PROBLEM DETAILS
Could you set down exactly the lines of the data below, starting at the one that holds "Target: advertising banner" and ending at the one that holds "Target: blue athletic shorts", both included, and only those?

[[ INFORMATION open ]]

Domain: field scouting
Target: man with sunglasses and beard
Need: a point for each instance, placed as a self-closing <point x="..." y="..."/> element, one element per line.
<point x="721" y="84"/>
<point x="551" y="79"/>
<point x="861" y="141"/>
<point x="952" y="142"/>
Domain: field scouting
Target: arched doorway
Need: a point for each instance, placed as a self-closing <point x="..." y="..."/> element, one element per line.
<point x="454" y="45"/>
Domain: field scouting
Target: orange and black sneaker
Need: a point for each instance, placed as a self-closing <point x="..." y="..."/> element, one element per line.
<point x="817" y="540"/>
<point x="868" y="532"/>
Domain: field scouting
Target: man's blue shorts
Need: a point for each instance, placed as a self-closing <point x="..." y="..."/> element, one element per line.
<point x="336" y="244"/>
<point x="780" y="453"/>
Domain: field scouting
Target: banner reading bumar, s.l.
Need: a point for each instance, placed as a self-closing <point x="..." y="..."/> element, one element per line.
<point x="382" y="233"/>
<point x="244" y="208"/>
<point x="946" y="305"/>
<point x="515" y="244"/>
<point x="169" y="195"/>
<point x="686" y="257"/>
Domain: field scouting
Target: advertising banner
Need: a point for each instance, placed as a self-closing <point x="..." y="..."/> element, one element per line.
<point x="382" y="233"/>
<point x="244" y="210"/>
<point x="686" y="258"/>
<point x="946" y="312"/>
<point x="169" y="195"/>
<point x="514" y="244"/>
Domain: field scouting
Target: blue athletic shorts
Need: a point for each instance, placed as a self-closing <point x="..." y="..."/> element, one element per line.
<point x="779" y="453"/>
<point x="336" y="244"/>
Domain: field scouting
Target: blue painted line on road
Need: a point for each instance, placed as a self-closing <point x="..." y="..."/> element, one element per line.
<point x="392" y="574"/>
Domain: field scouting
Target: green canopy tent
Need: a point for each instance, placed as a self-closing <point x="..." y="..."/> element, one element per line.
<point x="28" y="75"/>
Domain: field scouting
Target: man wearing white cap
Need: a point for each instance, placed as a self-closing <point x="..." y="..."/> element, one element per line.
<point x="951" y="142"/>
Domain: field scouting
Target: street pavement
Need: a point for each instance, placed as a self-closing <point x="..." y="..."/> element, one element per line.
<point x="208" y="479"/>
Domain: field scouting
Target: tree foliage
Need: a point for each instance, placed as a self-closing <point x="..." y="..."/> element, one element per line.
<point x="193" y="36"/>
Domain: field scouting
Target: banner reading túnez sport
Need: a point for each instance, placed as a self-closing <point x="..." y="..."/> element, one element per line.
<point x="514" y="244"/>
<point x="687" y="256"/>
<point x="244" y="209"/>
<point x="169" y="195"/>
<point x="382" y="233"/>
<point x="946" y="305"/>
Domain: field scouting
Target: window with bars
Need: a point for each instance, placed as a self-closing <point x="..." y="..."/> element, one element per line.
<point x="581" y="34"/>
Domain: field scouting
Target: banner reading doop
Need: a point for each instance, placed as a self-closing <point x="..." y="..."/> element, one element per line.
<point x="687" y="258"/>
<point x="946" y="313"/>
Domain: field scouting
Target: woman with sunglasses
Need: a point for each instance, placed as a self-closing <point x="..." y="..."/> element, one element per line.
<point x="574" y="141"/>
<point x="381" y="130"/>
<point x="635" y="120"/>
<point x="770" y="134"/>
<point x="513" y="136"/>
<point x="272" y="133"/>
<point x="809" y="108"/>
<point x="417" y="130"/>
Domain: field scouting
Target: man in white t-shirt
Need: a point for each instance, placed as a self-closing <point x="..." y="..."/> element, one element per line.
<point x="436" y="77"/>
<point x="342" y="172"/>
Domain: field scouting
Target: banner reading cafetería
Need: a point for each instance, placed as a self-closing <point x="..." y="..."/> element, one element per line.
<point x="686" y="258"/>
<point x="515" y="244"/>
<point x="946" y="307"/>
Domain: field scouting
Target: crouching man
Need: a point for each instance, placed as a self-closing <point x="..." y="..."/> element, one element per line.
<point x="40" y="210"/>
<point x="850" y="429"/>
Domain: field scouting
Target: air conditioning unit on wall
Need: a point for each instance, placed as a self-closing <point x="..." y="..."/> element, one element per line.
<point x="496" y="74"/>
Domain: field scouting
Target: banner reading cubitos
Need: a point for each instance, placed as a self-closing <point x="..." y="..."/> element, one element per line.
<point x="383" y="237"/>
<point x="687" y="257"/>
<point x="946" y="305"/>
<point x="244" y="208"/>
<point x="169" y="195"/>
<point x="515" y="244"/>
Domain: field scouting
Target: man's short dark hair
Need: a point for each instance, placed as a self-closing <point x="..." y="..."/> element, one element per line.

[[ INFORMATION closed ]]
[[ INFORMATION open ]]

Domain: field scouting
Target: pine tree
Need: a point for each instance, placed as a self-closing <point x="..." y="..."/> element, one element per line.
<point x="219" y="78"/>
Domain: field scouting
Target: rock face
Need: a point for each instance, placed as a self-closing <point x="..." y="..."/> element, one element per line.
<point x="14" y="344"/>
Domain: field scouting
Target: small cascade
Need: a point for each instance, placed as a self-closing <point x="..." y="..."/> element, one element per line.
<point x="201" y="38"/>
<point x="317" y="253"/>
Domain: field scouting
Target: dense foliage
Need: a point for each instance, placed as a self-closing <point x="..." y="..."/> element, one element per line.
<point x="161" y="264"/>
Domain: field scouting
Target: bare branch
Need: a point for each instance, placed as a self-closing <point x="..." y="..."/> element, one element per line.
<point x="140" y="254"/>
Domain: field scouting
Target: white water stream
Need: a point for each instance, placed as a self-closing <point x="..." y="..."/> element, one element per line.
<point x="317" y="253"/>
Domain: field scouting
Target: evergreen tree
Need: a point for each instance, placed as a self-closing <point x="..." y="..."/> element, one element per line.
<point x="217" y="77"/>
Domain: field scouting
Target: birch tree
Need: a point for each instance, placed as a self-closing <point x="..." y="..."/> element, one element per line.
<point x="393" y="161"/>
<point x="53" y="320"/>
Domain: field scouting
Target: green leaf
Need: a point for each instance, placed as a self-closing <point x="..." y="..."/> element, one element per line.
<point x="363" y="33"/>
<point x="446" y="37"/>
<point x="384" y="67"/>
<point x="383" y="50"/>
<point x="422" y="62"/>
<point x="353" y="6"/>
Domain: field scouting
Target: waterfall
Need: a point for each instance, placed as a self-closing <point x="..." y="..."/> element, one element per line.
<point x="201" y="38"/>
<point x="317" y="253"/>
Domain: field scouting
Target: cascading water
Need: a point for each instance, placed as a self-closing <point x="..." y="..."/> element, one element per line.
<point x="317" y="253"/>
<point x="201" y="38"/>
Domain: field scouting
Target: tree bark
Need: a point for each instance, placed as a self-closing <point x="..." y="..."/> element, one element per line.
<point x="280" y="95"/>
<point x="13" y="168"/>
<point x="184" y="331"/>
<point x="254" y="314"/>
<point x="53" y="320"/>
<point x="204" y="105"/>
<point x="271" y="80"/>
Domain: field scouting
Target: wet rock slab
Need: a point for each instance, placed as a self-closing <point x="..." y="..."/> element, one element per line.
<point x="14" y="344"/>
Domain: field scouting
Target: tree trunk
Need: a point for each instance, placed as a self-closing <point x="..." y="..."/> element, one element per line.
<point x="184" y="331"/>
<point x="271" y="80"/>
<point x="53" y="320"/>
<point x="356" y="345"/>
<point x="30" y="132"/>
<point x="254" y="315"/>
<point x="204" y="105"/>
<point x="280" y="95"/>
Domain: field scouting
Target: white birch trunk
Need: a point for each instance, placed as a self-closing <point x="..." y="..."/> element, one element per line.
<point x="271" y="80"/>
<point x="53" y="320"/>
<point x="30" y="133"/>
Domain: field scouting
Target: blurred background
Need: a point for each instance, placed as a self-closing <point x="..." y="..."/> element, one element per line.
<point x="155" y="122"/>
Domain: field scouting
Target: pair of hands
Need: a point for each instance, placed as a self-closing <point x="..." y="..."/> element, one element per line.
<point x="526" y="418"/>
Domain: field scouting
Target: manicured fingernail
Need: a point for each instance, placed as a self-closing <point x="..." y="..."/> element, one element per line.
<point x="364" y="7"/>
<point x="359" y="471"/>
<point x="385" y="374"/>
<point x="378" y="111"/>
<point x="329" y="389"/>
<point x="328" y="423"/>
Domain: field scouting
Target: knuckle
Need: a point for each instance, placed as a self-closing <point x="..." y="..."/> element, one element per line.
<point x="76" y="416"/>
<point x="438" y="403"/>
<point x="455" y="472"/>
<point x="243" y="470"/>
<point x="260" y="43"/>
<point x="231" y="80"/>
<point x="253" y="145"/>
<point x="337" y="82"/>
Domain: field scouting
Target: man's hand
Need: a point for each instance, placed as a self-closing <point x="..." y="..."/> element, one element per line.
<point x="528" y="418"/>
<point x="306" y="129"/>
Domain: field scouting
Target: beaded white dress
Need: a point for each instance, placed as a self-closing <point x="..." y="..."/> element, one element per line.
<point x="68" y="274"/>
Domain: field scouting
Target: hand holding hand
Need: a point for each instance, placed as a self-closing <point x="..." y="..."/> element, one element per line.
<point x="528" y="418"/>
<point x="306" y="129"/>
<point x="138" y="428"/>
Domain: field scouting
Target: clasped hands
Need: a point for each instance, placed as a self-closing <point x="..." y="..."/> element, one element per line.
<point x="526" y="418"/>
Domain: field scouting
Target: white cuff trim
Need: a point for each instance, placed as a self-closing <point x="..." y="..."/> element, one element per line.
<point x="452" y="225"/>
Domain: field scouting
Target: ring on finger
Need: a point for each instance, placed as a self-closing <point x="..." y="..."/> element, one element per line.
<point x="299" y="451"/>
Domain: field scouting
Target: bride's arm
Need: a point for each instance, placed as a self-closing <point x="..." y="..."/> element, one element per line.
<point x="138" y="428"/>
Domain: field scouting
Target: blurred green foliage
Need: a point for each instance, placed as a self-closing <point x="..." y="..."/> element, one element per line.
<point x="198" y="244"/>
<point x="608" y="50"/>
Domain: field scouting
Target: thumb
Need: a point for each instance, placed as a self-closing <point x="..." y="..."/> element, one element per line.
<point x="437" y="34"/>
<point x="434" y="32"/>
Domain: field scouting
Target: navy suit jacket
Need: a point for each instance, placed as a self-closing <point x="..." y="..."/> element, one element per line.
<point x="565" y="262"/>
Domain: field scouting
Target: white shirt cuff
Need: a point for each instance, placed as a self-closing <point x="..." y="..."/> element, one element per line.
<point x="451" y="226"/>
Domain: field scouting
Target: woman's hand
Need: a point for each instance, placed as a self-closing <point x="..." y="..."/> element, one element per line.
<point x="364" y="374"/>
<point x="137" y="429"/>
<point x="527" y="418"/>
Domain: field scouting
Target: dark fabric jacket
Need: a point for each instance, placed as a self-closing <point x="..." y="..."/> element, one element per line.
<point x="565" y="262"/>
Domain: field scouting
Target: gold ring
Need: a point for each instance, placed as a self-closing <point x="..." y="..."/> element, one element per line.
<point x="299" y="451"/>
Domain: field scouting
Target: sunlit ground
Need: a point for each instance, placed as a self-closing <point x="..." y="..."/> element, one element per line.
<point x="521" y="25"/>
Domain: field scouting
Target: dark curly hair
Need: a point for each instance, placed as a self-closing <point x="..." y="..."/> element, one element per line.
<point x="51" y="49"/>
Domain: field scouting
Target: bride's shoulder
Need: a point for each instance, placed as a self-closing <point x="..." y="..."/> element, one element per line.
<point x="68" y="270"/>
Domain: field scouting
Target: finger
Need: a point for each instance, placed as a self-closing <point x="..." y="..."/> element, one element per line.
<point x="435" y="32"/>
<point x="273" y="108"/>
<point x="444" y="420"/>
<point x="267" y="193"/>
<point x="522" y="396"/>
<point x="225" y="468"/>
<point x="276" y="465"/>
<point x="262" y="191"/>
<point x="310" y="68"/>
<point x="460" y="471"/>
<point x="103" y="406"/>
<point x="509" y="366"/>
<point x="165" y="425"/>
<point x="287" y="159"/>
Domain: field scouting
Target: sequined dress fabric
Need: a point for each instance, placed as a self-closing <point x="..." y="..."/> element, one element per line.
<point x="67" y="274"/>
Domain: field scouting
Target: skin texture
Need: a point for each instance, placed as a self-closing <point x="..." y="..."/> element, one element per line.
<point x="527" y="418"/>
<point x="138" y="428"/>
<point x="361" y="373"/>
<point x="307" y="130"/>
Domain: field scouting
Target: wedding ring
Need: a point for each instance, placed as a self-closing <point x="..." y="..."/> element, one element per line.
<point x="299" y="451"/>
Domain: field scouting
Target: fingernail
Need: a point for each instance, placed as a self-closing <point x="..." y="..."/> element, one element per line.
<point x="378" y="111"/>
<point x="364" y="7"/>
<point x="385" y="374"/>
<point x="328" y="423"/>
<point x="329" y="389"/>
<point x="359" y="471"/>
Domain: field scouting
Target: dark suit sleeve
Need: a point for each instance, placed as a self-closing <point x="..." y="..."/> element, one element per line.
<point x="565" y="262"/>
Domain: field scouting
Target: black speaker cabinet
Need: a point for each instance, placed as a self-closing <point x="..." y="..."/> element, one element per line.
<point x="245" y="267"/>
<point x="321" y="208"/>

[[ INFORMATION closed ]]
[[ INFORMATION open ]]

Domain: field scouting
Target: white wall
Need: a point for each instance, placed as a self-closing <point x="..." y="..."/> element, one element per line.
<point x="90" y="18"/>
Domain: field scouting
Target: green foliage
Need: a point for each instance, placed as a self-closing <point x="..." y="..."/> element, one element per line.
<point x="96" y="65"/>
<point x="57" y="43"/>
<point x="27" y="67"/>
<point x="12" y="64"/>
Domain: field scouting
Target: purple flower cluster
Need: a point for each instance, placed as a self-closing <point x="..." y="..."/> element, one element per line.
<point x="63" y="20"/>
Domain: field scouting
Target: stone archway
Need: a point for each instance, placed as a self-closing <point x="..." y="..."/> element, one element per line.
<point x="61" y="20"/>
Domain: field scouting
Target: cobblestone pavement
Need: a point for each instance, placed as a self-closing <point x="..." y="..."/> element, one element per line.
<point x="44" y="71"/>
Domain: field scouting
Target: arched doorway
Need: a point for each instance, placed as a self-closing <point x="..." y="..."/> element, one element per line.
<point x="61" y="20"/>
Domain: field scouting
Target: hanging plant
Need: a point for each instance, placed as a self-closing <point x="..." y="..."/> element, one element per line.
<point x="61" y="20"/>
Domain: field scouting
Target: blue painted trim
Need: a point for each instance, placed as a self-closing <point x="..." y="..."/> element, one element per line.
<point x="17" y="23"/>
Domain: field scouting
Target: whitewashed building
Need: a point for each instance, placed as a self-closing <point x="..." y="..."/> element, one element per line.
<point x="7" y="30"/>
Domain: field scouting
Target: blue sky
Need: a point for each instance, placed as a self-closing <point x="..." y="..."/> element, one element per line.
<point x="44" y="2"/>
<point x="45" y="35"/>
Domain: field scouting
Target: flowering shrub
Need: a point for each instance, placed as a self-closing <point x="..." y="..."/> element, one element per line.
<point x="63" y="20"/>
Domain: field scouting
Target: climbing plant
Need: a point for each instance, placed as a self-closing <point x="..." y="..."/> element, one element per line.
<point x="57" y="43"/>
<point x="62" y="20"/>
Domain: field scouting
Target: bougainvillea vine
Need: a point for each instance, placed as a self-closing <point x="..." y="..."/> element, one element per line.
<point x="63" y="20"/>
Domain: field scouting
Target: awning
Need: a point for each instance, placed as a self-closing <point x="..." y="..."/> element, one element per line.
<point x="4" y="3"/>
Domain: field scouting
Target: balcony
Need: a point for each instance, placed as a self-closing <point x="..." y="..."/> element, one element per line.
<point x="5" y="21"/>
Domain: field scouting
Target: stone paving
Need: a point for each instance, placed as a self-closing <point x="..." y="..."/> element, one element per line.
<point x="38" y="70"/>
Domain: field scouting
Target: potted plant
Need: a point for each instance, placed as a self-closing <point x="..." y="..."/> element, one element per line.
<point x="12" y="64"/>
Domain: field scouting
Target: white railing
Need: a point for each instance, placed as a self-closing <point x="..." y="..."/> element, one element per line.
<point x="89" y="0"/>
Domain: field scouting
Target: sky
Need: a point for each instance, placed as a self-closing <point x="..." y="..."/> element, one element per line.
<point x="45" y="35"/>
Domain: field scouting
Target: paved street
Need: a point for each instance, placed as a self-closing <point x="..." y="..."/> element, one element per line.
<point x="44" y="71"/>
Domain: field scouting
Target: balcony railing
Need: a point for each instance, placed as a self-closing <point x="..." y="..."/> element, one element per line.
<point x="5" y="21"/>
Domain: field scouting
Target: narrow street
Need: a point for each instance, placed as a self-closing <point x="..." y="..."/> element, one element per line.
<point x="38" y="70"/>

[[ INFORMATION closed ]]

ANSWER TO THIS TASK
Target: advertising banner
Need: a point for each instance, placed as a self-closing <point x="..." y="..."/> element, one element per line.
<point x="382" y="233"/>
<point x="244" y="210"/>
<point x="686" y="258"/>
<point x="946" y="312"/>
<point x="169" y="195"/>
<point x="514" y="244"/>
Domain: field scouting
Target: blue athletic shorts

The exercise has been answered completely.